START Information given

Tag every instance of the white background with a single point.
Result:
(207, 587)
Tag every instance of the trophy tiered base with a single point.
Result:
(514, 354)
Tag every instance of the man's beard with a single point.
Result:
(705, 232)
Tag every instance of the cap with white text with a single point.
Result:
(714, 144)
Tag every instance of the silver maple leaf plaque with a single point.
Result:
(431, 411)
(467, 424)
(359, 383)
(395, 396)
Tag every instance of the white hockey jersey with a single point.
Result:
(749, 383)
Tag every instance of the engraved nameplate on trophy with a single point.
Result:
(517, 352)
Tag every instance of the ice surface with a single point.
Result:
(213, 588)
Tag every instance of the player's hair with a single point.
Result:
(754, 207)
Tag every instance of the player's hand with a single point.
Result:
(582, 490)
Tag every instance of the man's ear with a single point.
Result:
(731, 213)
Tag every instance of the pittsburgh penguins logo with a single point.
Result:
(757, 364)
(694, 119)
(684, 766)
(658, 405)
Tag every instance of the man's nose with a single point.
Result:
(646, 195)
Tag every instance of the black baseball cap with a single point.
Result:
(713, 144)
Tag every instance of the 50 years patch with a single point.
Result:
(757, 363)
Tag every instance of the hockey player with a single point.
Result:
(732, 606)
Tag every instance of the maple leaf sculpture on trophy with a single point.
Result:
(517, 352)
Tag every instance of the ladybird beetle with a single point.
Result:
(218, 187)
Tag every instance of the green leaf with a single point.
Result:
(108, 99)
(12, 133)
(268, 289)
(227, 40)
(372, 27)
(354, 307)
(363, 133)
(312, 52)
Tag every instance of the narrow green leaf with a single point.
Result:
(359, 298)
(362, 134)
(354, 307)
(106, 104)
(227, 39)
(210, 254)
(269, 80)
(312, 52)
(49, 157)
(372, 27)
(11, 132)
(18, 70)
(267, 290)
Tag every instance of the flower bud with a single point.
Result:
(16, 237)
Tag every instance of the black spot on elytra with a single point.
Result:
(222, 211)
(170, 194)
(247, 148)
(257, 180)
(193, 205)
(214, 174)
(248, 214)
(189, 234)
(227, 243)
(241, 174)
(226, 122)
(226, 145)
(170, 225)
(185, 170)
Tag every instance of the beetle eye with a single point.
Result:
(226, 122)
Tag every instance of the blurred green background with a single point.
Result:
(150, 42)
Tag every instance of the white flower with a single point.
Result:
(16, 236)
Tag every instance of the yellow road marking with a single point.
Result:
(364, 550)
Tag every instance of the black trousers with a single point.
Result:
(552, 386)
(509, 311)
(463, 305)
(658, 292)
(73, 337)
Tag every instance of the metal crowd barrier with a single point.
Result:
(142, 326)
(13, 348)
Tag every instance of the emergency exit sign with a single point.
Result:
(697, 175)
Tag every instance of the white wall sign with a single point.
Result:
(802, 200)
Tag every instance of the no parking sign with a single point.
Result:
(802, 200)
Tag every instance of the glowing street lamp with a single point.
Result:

END Information given

In the entries above, find each line that includes the string "trophy" and copy it.

Tag every instance of the trophy tiered base with a single point.
Tag every instance of the engraved nameplate on trophy with a single point.
Tag every instance of the maple leaf sculpture on trophy with a single point.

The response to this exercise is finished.